:: Problem details ::
Reproduce the passage from the discussion on reason and morality below, from "but really, morality" up to and including "bad idea, naturally.".

:: Page excerpt ::

— Start —

I was thinking the other day that humans’ development of reason was perhaps anti-natural. For example, in morality. If someone looks at alot of pornography, they are considered disgusting and immoral, even. Then they are not accepted into most social circles… However, this need for sex, or some interpretation of it, comes from nature, does it not? It is instinct that attracts us to the opposite sex and drives us to create offspring. Why is it that humans condemn other humans for being just that? I think its because of the mind… The mind condemns anything that comes from carnal desires, and this is essentially denying its own vessel. How did this happen? How can there be such discord in an organism? Perhaps the early homo-sapiens created enough commodities for itself that it could afford spending time not hunting and therefore developed a mind as a result of this free time… Just a thought, please do tell me what you think…
P.S. I guess this would mean that our search for truth is bogus, right? And that this debate was purely a pastime for animals that didn’t have to spend time worrying about what animals to hunt, right?
yeah, i think a lot more people find porn watching acceptable than you are prepared to recognize.
but really, morality is actually quite natural for something that relies so heavily on brain power as humans do. take “thou shalt not kill”, for instance. insects do not have this idea, because they reproduce so frequently and easily that their survival is just about guaranteed due to sheer numbers, and the weak are weeded out by casual in-fighting. but in humans, it takes around 12 years to produce a mature offspring, so caring is required, and society and its survival come from that. removing a human from society, in a society where humans can be so difficult to create and nurture, is certainly going to be a bad idea, naturally.

— End —

:: Material provided ::
— Start —

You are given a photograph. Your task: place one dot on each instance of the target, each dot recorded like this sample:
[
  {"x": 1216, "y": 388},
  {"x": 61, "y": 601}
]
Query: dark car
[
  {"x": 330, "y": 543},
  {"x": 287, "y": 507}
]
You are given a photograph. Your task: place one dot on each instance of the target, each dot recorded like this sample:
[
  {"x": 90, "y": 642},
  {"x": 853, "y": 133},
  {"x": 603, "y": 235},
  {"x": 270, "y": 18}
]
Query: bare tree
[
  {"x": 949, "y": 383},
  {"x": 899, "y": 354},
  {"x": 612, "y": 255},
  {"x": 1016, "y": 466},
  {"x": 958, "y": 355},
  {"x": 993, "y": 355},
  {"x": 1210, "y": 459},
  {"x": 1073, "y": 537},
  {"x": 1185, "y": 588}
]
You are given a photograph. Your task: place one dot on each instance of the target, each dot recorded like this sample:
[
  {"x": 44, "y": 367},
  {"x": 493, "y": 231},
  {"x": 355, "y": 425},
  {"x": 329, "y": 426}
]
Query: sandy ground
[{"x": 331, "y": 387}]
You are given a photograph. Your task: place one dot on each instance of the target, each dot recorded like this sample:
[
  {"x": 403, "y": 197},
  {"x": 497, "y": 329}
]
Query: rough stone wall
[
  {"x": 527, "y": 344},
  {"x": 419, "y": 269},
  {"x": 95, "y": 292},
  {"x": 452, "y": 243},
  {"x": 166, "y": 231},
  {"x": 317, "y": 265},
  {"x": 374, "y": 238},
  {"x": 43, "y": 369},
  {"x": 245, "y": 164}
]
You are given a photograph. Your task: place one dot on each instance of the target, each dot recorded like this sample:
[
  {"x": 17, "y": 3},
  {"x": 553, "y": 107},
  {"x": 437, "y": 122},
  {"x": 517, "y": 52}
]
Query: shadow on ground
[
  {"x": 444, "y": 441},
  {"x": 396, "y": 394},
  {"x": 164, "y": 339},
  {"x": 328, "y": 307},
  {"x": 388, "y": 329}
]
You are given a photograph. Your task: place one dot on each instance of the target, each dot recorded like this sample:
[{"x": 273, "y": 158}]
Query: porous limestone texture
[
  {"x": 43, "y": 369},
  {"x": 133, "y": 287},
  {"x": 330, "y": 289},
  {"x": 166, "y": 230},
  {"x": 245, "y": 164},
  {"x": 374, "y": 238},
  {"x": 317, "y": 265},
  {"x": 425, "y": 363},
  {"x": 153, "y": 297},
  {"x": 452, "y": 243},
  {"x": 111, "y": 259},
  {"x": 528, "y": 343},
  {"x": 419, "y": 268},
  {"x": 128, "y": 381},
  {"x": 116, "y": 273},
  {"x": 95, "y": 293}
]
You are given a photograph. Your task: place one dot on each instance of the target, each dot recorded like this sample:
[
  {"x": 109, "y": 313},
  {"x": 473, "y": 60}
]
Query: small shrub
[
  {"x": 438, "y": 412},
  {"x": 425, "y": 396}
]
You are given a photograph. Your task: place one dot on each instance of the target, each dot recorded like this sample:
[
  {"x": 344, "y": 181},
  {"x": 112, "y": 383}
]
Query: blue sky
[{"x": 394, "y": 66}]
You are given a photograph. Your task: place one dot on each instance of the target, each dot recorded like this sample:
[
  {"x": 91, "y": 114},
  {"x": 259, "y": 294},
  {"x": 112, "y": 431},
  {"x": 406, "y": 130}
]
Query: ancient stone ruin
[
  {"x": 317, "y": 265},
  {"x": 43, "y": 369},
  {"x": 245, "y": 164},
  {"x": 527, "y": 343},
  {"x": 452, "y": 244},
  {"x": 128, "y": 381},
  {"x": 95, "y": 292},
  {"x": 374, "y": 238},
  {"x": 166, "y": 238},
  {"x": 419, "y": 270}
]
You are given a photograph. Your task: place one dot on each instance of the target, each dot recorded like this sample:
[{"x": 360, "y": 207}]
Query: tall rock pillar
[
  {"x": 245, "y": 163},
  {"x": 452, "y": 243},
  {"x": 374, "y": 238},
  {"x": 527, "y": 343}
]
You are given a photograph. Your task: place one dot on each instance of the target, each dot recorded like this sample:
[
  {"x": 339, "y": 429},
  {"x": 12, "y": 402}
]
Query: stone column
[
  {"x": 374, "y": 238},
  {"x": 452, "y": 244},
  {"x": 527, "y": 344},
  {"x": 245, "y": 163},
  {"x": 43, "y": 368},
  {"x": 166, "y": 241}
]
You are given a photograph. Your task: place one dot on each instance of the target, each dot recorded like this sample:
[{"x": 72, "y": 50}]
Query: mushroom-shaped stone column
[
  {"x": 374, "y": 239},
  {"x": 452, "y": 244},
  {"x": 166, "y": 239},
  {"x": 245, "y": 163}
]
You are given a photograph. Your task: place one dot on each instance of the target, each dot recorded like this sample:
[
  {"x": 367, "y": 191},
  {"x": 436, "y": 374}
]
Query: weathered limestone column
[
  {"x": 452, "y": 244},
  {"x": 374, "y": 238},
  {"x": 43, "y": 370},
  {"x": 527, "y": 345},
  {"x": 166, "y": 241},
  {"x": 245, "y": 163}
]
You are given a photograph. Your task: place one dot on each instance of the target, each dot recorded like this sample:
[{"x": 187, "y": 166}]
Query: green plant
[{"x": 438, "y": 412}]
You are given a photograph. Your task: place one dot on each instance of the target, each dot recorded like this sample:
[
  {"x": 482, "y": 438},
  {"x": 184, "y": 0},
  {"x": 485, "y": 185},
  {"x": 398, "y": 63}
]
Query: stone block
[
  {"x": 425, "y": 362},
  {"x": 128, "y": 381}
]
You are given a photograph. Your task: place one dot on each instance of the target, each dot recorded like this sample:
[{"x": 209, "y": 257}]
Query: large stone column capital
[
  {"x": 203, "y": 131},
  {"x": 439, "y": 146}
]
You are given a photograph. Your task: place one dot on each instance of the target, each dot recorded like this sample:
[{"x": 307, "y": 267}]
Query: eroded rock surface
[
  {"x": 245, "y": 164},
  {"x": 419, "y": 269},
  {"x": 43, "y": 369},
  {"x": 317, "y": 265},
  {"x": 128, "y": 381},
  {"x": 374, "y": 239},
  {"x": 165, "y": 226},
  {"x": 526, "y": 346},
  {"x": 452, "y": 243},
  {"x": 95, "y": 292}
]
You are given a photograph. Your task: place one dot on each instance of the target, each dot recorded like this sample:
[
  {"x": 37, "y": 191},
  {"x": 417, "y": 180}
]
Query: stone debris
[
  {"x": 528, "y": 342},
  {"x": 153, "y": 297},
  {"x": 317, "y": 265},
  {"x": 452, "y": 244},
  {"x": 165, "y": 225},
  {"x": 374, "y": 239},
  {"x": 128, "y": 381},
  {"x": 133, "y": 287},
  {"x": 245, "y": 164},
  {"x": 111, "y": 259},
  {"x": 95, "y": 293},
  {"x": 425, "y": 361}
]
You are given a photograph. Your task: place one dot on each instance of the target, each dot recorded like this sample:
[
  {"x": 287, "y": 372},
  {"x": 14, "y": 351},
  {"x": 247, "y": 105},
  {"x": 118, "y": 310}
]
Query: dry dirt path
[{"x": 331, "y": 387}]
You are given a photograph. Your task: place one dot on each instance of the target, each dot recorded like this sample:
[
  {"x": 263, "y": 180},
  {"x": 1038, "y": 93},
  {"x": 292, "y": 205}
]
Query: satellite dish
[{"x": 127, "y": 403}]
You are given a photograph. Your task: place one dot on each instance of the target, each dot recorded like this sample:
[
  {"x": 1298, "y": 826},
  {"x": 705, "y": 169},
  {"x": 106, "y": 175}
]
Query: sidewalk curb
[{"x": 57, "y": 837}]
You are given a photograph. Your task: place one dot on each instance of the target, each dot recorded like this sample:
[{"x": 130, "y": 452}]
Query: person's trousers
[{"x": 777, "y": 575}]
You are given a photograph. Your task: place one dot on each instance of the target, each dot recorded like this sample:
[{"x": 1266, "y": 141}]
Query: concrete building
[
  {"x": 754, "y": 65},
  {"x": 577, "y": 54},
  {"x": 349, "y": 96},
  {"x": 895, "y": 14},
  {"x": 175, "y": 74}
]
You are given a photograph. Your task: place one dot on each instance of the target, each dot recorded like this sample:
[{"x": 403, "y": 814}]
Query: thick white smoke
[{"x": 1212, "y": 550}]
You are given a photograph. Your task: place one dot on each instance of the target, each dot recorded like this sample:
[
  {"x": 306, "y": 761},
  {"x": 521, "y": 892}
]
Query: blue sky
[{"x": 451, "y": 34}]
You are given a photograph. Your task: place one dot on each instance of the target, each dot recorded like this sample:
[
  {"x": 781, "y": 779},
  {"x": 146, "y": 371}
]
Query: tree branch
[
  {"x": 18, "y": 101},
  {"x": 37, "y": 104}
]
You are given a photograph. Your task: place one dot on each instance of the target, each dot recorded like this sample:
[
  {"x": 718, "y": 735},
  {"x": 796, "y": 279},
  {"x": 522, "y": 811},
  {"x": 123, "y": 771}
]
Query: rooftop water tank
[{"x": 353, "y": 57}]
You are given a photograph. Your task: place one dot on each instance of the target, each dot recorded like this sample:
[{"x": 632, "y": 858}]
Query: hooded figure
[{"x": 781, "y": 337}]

— End —

:: Output of the exercise ::
but really, morality is actually quite natural for something that relies so heavily on brain power as humans do. take “thou shalt not kill”, for instance. insects do not have this idea, because they reproduce so frequently and easily that their survival is just about guaranteed due to sheer numbers, and the weak are weeded out by casual in-fighting. but in humans, it takes around 12 years to produce a mature offspring, so caring is required, and society and its survival come from that. removing a human from society, in a society where humans can be so difficult to create and nurture, is certainly going to be a bad idea, naturally.